- Exercise brief
Express each line of the items below as a row in a Markdown table with two columns, No. and Line, numbering the rows in order and leaving out any blank lines.

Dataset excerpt
________________

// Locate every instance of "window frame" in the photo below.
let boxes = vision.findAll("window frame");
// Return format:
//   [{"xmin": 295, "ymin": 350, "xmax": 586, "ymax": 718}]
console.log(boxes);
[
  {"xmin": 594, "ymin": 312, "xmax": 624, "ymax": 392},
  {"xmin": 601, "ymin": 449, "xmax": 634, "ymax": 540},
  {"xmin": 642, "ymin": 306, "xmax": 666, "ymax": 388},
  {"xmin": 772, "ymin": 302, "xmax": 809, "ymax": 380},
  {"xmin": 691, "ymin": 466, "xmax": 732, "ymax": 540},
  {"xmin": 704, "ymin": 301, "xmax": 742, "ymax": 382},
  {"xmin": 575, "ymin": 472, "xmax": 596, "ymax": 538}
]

________________

- Solved exercise
| No. | Line |
|---|---|
| 1 | // Locate every instance of "window frame" in the photo below. |
| 2 | let boxes = vision.findAll("window frame"); |
| 3 | // Return format: |
| 4 | //   [{"xmin": 295, "ymin": 350, "xmax": 586, "ymax": 718}] |
| 5 | console.log(boxes); |
| 6 | [ |
| 7 |   {"xmin": 594, "ymin": 312, "xmax": 624, "ymax": 392}, |
| 8 |   {"xmin": 601, "ymin": 449, "xmax": 634, "ymax": 540}, |
| 9 |   {"xmin": 642, "ymin": 306, "xmax": 666, "ymax": 388}, |
| 10 |   {"xmin": 772, "ymin": 302, "xmax": 809, "ymax": 380}, |
| 11 |   {"xmin": 691, "ymin": 466, "xmax": 732, "ymax": 540}, |
| 12 |   {"xmin": 704, "ymin": 301, "xmax": 742, "ymax": 382}, |
| 13 |   {"xmin": 575, "ymin": 472, "xmax": 596, "ymax": 538} |
| 14 | ] |